## What the task requires
Render the lines of the entries below, from the one containing "vegetation in the image above." through the one containing "397;11;413;23", inclusive, as a Markdown table with the columns Row and Line. Give each nonblank line its own numbered row.

## Records for the exercise
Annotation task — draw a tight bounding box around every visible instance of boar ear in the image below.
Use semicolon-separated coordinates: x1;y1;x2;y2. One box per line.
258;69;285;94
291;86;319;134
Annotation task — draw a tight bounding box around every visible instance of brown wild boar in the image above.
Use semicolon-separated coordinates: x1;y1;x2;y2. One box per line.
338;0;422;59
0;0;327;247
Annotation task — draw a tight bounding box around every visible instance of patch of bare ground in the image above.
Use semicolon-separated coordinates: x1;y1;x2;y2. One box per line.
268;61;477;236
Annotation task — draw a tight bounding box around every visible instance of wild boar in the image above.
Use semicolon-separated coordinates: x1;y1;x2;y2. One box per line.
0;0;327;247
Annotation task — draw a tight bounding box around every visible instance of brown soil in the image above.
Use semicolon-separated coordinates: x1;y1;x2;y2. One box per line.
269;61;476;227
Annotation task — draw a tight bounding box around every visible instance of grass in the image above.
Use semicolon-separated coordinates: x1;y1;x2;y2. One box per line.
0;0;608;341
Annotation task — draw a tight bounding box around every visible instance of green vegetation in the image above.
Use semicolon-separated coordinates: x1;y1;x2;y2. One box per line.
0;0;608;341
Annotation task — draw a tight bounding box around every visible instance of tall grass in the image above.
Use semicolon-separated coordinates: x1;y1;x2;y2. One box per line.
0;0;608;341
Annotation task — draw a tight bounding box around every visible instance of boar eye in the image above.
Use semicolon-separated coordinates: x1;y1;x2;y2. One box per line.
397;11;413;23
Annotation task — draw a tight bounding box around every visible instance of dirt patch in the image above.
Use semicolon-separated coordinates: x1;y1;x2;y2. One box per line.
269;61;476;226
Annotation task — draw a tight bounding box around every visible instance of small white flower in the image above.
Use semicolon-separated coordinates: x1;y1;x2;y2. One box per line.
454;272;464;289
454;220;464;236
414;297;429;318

## Full response
| Row | Line |
|---|---|
| 1 | Annotation task — draw a tight bounding box around every visible instance of green vegetation in the image above. |
| 2 | Use semicolon-separated coordinates: x1;y1;x2;y2. One box per line. |
| 3 | 0;0;608;341 |
| 4 | Annotation task — draw a tight bounding box around every visible instance of tall grass in the image above. |
| 5 | Use semicolon-separated coordinates: x1;y1;x2;y2. One box per line. |
| 6 | 0;0;608;341 |
| 7 | Annotation task — draw a tight bounding box around every visible instance of boar eye in the image above. |
| 8 | Use semicolon-separated coordinates: x1;y1;x2;y2. One box per line. |
| 9 | 397;11;413;23 |